▶ **WORK REQUEST 1**
In the excerpt on Bayesian priors, how is the variance of a Normal prior related to the penalty weight in ridge regression?
▶ **WORK REQUEST 2**
Rewrite the excerpt on Bayesian priors from "To perform a" up to and including "double exponential (lasso).", using "Laplace" in place of "double exponential".

▶ **SELECTED EXCERPT**
++++++++++

When prior is Normal \(\theta_i \sim N(0,\sigma_{\theta}^2)\), the posterior mode is equivalent to the ridge estimate. The relation between variance of the prior and the penalty weight in ridge regression is inverse proportional \(\lambda\propto 1/\sigma_{\theta}^2\).
Spike-and-Slab Prior
Our Bayesian formulation of allows to specify a wide range of range of regularized formulations for a regression problem. In this section we consider a Bayesian model for variable selection. Consider a linear regression problem \[
y = \beta_1x_1+\ldots+\beta_px_p + e \ , \ \ \text{where } e \sim N(0, \sigma^2),~-\infty \le \beta_i \le \infty \ .
\] We would like to solve the problem of variable selections, i.e. identify which input variables \(x_i\) to be used in our model. The gold standard for Bayesian variable selection are spike-and-slab priors, or Bernoulli-Gaussian mixtures. Whilst spike-and-slab priors provide full model uncertainty quantification, they can be hard to scale to very high dimensional problems and can have poor sparsity properties. On the other hand, techniques like proximal algorithms can solve non-convex optimization problems which are fast and scalable, although they generally don’t provide a full assessment of model uncertainty.
To perform a model selection, we would like to specify a prior distribution \(p\left(\beta\right)\), which imposes a sparsity assumption on \(\beta\), where only a small portion of all \(\beta_i\)’s are non-zero. In other words, \(\|\beta\|_0 = k \ll p\), where \(\|\beta\|_0 \defeq \#\{i : \beta_i\neq0\}\), the cardinality of the support of \(\beta\), also known as the \(l_0\) (pseudo)norm of \(\beta\). A multivariate Gaussian prior (\(l_2\) norm) leads to poor sparsity properties in this situation. Sparsity-inducing prior distributions for \(\beta\) can be constructed to impose sparsity include the double exponential (lasso).
Under spike-and-slab, each \(\beta_i\) exchangeably follows a mixture prior consisting of \(\delta_0\), a point mass at \(0\), and a Gaussian distribution centered at zero. Hence we write,
\[
\label{eqn:ss}
\beta_i | \theta, \sigma_\beta^2 \sim (1-\theta)\delta_0 + \theta N\left(0, \sigma_\beta^2\right) \ .

++++++++++

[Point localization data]
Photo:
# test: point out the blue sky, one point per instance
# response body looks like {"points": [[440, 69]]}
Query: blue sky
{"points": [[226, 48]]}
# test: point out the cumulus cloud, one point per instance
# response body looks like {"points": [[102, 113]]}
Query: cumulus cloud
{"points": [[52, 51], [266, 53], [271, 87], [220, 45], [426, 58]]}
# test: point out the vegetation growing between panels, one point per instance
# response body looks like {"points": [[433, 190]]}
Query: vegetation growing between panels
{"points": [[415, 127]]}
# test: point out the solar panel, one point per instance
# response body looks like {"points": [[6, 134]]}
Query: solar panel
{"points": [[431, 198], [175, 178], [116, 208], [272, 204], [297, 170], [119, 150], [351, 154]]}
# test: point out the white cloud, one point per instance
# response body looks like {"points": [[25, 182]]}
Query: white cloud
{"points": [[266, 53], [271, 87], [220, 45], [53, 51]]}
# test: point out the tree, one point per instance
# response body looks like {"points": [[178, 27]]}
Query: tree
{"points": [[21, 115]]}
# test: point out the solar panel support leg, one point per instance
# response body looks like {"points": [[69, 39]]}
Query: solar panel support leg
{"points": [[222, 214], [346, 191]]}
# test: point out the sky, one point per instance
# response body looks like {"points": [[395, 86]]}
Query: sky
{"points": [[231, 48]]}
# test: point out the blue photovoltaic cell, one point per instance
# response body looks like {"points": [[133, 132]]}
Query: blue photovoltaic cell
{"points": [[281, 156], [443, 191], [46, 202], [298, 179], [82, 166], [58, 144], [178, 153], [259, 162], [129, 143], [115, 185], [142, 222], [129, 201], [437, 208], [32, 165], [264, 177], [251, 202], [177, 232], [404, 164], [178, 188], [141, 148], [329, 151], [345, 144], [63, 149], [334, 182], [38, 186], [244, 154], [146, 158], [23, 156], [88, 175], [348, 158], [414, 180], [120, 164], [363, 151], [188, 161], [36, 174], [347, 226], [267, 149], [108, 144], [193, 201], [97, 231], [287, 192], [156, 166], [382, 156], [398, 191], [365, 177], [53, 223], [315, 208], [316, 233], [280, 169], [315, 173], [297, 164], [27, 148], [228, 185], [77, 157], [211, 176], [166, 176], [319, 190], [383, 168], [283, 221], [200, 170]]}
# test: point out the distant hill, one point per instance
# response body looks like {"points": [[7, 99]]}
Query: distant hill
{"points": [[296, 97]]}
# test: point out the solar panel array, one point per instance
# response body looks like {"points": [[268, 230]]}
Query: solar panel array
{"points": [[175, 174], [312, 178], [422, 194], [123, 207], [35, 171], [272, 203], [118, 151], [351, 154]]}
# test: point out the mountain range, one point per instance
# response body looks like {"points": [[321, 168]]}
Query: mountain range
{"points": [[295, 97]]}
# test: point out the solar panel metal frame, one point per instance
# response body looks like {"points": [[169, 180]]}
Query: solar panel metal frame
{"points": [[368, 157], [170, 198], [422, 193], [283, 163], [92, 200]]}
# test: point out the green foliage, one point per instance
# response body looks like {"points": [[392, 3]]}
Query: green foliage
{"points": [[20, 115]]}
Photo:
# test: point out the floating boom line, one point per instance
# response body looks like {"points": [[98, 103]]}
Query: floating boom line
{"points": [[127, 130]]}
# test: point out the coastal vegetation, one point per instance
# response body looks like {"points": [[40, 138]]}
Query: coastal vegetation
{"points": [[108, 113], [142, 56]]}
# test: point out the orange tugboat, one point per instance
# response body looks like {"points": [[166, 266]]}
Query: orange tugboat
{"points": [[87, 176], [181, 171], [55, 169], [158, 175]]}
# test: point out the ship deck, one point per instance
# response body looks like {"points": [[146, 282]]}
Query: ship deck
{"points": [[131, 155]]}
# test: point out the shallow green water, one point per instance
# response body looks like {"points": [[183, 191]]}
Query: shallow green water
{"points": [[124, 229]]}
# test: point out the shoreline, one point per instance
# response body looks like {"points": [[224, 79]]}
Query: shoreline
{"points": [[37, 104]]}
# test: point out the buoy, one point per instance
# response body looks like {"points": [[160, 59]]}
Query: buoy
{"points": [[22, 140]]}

++++++++++

▶ **FINAL ANSWER 1**
They are inversely proportional.

▶ **FINAL ANSWER 2**
To perform a model selection, we would like to specify a prior distribution \(p\left(\beta\right)\), which imposes a sparsity assumption on \(\beta\), where only a small portion of all \(\beta_i\)’s are non-zero. In other words, \(\|\beta\|_0 = k \ll p\), where \(\|\beta\|_0 \defeq \#\{i : \beta_i\neq0\}\), the cardinality of the support of \(\beta\), also known as the \(l_0\) (pseudo)norm of \(\beta\). A multivariate Gaussian prior (\(l_2\) norm) leads to poor sparsity properties in this situation. Sparsity-inducing prior distributions for \(\beta\) can be constructed to impose sparsity include the Laplace (lasso).